**Exercise instructions**
Quote each of the items below word for word, leaving the pictures out of your answer.

**Records taken from a collection**
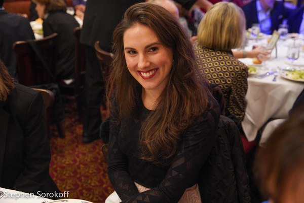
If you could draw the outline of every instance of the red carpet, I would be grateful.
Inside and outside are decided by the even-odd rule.
[[[75,104],[69,101],[65,107],[65,138],[59,138],[55,126],[51,127],[51,176],[61,192],[69,191],[69,198],[103,203],[113,191],[101,149],[103,143],[83,144]]]

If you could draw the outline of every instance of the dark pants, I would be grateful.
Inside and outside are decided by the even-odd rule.
[[[100,105],[104,94],[102,75],[93,47],[86,47],[85,112],[84,135],[97,137],[101,124]]]

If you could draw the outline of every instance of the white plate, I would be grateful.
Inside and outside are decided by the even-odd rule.
[[[63,199],[54,200],[51,201],[44,201],[46,203],[93,203],[91,201],[87,201],[86,200],[77,199]]]
[[[290,77],[290,74],[292,72],[288,71],[282,71],[280,73],[280,76],[282,77],[283,78],[285,78],[288,80],[292,80],[293,81],[297,82],[304,82],[304,79],[296,79]]]

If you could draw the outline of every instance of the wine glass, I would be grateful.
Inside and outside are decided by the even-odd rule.
[[[254,39],[257,41],[258,34],[260,32],[260,25],[258,23],[253,23],[251,26],[251,35],[253,36]]]
[[[300,54],[300,48],[298,45],[293,43],[289,45],[287,51],[287,58],[290,61],[290,63],[293,64],[295,60],[299,58]]]

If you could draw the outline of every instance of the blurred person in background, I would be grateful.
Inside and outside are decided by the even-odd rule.
[[[56,75],[60,80],[72,79],[74,75],[75,37],[73,30],[79,24],[66,13],[63,0],[33,0],[36,10],[43,20],[44,37],[53,33],[59,36]]]
[[[298,0],[300,2],[300,0]],[[289,32],[304,35],[304,1],[302,0],[300,6],[295,9],[288,18]]]
[[[17,59],[13,50],[14,42],[35,39],[27,18],[8,13],[4,8],[4,0],[0,0],[0,59],[7,67],[11,77],[16,78]]]
[[[14,82],[0,60],[0,187],[60,192],[49,175],[44,112],[40,93]]]
[[[254,172],[270,203],[304,200],[304,109],[299,108],[258,149]]]
[[[220,87],[226,102],[225,115],[240,129],[246,106],[248,73],[231,50],[242,45],[245,23],[240,7],[230,2],[217,3],[201,21],[193,44],[199,73]]]
[[[87,0],[73,0],[73,6],[75,9],[75,14],[83,20],[86,11]]]
[[[242,9],[246,17],[246,29],[254,23],[259,23],[260,32],[268,35],[278,30],[279,25],[288,16],[283,1],[253,0]]]

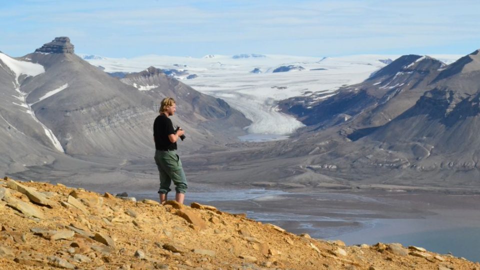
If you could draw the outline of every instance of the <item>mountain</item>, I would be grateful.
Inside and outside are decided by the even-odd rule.
[[[250,122],[222,100],[200,94],[162,73],[144,78],[158,87],[140,90],[125,83],[135,75],[123,82],[109,76],[76,55],[66,37],[17,59],[1,56],[0,90],[4,98],[0,102],[4,128],[0,147],[7,153],[4,164],[40,165],[52,162],[52,154],[64,153],[86,159],[151,156],[153,121],[167,96],[179,104],[172,119],[187,132],[181,148],[186,152],[221,148],[230,136],[244,134],[242,128]],[[221,128],[226,123],[228,128]],[[219,130],[225,132],[212,140],[212,132]],[[19,156],[35,161],[24,162]]]
[[[236,54],[232,58],[233,59],[242,59],[246,58],[264,58],[266,57],[266,56],[264,54]]]
[[[324,128],[355,118],[350,124],[356,128],[378,126],[414,106],[444,66],[428,56],[404,56],[360,84],[291,98],[280,102],[281,108],[308,126]]]
[[[478,186],[478,55],[448,65],[404,56],[332,96],[285,100],[284,111],[309,126],[297,134],[296,147],[273,147],[304,156],[302,166],[310,170],[304,177],[313,171],[378,184]]]
[[[182,116],[188,116],[182,117],[182,121],[196,129],[202,130],[204,133],[212,132],[218,136],[234,136],[242,132],[240,127],[251,124],[223,100],[196,91],[154,66],[127,74],[120,81],[143,90],[152,100],[177,97],[178,112],[182,112]]]
[[[435,78],[433,89],[372,134],[372,139],[428,144],[434,148],[432,154],[456,156],[470,160],[464,166],[476,168],[480,154],[476,135],[480,128],[479,64],[476,50],[448,66]]]

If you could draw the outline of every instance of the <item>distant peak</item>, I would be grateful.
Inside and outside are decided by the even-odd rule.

**Exercise solution**
If you could draw the outline of every instance of the red carpet, I would be grateful.
Inside and outside are decided by the even-odd rule.
[[[75,104],[69,101],[65,107],[65,138],[59,138],[55,126],[51,127],[51,176],[61,192],[69,191],[69,198],[103,203],[113,191],[101,149],[103,143],[83,144]]]

If you could draw the outline of every instance of the dark pants, I would be grateful.
Inside and outside are decided by the even-odd rule.
[[[100,105],[104,94],[102,75],[93,47],[86,47],[85,112],[84,135],[97,137],[101,124]]]

If you could draw the outline of every instance of the white plate, I would be grateful.
Inside and outside are decided by the even-odd rule.
[[[63,199],[54,200],[51,201],[44,201],[46,203],[93,203],[91,201],[87,201],[86,200],[77,199]]]
[[[290,77],[290,74],[292,72],[288,71],[282,71],[280,73],[280,76],[282,77],[283,78],[285,78],[288,80],[292,80],[293,81],[297,82],[304,82],[304,79],[296,79]]]

If you could draw the outline of every instance of the wine glass, I would be grateful.
Inside and outside are decided by the even-odd rule.
[[[254,39],[257,41],[258,34],[260,32],[260,25],[258,23],[253,23],[251,26],[251,35],[253,36]]]
[[[300,54],[300,48],[298,45],[293,43],[289,45],[287,51],[287,58],[290,61],[290,63],[293,64],[295,60],[299,58]]]

If you could draw the outline of every instance of the blurred person in background, I would be grateful.
Inside and outside are decided by the even-odd rule.
[[[56,75],[60,80],[72,79],[74,75],[75,37],[73,30],[79,24],[66,13],[63,0],[33,0],[36,10],[43,20],[44,37],[53,33],[59,36]]]
[[[298,0],[300,2],[300,0]],[[289,32],[304,35],[304,1],[302,0],[300,6],[295,9],[288,18]]]
[[[17,59],[13,50],[14,42],[35,39],[27,18],[8,13],[4,8],[4,0],[0,0],[0,59],[7,67],[11,77],[16,78]]]
[[[14,82],[0,60],[0,187],[60,192],[49,175],[44,112],[40,93]]]
[[[254,172],[270,203],[304,200],[304,109],[299,108],[258,149]]]
[[[220,87],[226,102],[225,115],[240,129],[246,106],[248,73],[231,50],[242,45],[245,23],[240,7],[230,2],[217,3],[201,21],[193,44],[199,73]]]
[[[87,0],[73,0],[73,6],[75,9],[75,14],[83,20],[86,11]]]
[[[242,9],[246,17],[246,29],[254,23],[259,23],[260,32],[268,35],[278,30],[279,25],[288,16],[283,1],[253,0]]]

If you could draw the outline of every instance of the <item>mountain</item>, I would be grateful.
Inside and outside are decided by the even-odd rule.
[[[250,122],[222,100],[200,94],[162,73],[144,78],[158,87],[140,90],[125,83],[135,75],[123,82],[109,76],[76,55],[66,37],[17,59],[1,56],[0,90],[4,98],[0,102],[4,128],[0,147],[7,153],[4,164],[40,165],[52,162],[52,154],[64,153],[86,159],[151,156],[153,121],[167,96],[179,104],[172,119],[187,132],[181,148],[186,152],[221,148],[230,136],[244,134],[242,128]],[[221,128],[226,123],[228,128]],[[219,130],[225,132],[212,140],[212,132]],[[19,156],[35,161],[24,162]]]
[[[236,54],[232,58],[233,59],[242,59],[246,58],[264,58],[266,57],[266,56],[264,54]]]
[[[324,128],[355,118],[350,124],[356,128],[378,126],[414,106],[444,66],[428,56],[404,56],[360,84],[291,98],[280,102],[281,108],[308,126]]]
[[[478,186],[478,55],[448,65],[404,56],[332,96],[285,100],[284,111],[309,126],[297,134],[296,147],[273,147],[304,156],[302,166],[310,170],[304,177],[313,171],[378,184]]]
[[[182,116],[188,116],[182,117],[182,121],[196,129],[202,130],[204,133],[212,132],[218,136],[234,136],[242,132],[240,127],[251,124],[223,100],[196,91],[154,66],[127,74],[120,81],[143,90],[152,100],[177,97],[178,112],[182,112]]]
[[[435,78],[433,89],[372,134],[372,139],[428,144],[434,148],[432,154],[456,156],[470,160],[464,166],[476,168],[480,154],[476,135],[480,128],[479,64],[476,50],[448,66]]]

If you could draw the outline of every instance of the <item>distant peak</item>, I would be grateful.
Inside and outside are decided by the even-odd rule.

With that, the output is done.